• [Material to process]:
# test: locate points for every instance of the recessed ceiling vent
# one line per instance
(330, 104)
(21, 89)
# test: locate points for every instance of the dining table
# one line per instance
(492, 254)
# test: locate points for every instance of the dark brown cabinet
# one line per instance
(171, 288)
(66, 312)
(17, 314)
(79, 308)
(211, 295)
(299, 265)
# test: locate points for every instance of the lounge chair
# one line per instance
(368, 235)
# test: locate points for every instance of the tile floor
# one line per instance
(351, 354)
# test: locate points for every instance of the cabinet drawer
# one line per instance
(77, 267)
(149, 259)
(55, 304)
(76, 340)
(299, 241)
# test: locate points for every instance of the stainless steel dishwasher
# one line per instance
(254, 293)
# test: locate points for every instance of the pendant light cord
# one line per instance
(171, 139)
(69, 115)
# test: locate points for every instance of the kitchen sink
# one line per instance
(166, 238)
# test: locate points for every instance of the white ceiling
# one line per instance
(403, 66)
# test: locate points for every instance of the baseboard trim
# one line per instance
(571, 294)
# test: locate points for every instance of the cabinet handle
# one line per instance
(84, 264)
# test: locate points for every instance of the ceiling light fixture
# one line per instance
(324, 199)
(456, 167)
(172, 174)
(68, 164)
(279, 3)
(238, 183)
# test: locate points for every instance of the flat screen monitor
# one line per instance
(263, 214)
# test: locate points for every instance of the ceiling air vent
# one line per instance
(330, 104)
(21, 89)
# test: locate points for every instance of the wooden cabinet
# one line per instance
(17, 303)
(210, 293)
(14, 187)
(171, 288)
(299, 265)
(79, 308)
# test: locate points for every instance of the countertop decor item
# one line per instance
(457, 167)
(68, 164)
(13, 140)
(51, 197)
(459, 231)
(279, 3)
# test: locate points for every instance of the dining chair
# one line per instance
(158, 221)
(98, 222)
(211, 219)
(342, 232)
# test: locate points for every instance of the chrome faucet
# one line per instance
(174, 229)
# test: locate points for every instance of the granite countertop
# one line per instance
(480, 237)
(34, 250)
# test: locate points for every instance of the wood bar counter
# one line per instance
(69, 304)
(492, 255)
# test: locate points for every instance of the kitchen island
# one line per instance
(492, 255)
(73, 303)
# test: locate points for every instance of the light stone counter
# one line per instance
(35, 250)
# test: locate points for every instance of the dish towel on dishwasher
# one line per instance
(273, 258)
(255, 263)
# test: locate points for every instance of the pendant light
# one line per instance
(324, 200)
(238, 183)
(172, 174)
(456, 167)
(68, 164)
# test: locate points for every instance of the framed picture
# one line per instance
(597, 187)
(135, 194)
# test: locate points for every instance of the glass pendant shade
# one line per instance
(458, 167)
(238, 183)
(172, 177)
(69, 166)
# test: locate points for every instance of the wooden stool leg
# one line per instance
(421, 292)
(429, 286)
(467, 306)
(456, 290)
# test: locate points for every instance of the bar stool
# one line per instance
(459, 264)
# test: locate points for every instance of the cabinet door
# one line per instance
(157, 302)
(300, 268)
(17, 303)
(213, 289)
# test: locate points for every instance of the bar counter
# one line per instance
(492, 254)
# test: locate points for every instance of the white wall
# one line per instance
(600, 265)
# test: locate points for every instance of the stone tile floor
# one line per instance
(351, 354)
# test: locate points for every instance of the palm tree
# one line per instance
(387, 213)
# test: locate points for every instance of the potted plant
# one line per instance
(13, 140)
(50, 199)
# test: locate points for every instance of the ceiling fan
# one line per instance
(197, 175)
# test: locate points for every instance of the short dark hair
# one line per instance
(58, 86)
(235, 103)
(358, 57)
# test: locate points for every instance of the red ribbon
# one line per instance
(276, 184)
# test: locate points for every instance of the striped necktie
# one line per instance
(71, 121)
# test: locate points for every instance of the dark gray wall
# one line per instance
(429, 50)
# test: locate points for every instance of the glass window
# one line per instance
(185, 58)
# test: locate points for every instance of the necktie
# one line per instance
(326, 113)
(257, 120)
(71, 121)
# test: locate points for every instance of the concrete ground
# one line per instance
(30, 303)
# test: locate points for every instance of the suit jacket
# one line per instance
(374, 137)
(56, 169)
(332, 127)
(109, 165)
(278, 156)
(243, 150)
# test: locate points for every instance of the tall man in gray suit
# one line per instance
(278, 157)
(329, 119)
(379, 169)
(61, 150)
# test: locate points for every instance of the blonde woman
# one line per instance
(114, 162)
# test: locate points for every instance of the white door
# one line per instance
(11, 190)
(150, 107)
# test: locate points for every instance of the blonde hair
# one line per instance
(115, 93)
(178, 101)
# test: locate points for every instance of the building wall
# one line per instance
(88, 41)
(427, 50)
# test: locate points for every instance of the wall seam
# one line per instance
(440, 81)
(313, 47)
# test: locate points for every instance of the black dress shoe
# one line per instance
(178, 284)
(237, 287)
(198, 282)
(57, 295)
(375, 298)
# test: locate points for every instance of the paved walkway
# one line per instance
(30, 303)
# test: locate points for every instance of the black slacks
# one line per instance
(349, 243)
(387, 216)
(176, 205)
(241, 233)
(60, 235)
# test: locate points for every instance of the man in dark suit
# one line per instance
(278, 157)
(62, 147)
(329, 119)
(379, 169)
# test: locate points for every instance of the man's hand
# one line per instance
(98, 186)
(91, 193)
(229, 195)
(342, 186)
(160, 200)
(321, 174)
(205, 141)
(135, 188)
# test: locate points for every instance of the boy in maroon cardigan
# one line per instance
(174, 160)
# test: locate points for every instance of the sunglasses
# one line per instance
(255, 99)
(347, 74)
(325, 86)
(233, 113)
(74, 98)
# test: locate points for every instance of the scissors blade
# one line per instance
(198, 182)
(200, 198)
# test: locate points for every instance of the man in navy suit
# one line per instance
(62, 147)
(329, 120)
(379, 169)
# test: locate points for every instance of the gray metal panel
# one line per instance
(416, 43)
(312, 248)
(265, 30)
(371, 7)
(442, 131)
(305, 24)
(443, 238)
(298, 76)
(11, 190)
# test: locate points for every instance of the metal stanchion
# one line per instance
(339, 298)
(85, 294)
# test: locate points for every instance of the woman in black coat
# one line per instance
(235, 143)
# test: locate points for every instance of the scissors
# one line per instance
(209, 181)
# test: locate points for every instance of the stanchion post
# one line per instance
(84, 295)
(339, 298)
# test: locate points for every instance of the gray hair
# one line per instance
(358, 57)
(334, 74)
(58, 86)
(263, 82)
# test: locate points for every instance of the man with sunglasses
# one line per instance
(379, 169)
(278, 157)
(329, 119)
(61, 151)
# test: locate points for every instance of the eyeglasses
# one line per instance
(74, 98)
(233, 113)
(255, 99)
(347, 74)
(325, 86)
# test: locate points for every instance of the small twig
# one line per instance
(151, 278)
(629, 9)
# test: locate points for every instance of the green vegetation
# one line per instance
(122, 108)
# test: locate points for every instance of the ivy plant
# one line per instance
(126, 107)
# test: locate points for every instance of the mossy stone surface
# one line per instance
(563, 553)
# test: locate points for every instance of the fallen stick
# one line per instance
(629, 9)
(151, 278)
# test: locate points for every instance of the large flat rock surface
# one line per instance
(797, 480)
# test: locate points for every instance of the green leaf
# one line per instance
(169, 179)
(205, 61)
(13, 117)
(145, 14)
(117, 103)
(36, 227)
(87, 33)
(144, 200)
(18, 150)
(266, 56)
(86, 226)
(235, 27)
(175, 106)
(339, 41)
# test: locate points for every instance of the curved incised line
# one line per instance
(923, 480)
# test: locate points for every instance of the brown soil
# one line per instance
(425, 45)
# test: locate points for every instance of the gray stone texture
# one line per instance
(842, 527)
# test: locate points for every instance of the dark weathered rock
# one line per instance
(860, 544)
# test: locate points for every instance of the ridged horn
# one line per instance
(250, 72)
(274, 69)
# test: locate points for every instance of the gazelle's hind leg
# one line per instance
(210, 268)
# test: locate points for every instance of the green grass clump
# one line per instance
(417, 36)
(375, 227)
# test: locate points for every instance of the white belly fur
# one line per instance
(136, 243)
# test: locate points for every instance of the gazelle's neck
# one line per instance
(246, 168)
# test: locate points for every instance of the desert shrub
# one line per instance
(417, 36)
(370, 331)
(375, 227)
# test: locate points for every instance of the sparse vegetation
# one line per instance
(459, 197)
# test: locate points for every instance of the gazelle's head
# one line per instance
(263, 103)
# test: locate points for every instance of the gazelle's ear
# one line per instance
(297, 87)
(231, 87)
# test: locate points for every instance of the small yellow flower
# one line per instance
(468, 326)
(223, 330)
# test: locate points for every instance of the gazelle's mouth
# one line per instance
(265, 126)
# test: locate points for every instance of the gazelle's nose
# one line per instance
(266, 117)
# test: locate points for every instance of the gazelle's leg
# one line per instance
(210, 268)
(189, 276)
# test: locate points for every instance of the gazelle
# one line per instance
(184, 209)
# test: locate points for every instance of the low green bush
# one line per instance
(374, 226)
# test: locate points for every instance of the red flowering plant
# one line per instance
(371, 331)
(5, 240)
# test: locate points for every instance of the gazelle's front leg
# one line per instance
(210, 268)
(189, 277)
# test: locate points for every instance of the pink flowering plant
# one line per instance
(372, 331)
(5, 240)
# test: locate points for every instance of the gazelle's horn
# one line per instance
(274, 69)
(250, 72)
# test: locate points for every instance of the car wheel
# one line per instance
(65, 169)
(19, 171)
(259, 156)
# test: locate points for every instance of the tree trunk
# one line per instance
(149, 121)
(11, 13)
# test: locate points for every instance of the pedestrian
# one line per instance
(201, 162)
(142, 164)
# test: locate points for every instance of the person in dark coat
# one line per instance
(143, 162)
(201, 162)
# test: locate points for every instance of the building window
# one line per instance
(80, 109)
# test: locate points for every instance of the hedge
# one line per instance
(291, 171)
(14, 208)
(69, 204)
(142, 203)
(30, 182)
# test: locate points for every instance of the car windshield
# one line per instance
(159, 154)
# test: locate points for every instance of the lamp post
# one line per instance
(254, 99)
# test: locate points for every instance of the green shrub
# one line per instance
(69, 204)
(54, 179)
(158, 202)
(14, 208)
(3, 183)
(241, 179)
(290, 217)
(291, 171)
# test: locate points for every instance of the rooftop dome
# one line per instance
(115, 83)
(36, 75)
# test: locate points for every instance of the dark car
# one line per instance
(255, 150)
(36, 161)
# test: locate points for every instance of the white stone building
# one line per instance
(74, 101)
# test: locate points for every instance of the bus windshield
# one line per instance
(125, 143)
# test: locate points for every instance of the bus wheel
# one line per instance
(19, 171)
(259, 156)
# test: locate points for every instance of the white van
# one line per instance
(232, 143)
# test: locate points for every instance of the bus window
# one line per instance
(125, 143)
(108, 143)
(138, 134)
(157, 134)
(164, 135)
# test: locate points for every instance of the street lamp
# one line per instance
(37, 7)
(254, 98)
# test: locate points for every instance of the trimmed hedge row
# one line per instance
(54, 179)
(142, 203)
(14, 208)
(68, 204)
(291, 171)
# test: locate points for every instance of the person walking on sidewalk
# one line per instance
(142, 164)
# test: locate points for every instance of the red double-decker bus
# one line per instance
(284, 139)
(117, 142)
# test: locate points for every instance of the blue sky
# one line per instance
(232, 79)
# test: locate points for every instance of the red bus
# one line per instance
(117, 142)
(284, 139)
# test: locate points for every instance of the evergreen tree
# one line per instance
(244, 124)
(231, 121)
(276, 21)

• [Directive]: Repeat only the stretch of lines starting at the one containing "# test: locate points for every instance of the person walking" and running to the final line of the entries above.

• [Written response]:
# test: locate points for every instance of the person walking on sidewalk
# one line per instance
(142, 164)
# test: locate points for every instance of the red double-decker bus
# one line per instance
(284, 139)
(117, 142)
# test: locate points for every instance of the blue sky
# one line per instance
(232, 79)
# test: locate points for every instance of the red bus
# one line per instance
(117, 142)
(284, 139)
# test: locate points for every instance of the evergreen tree
# one line per instance
(244, 124)
(231, 121)
(276, 21)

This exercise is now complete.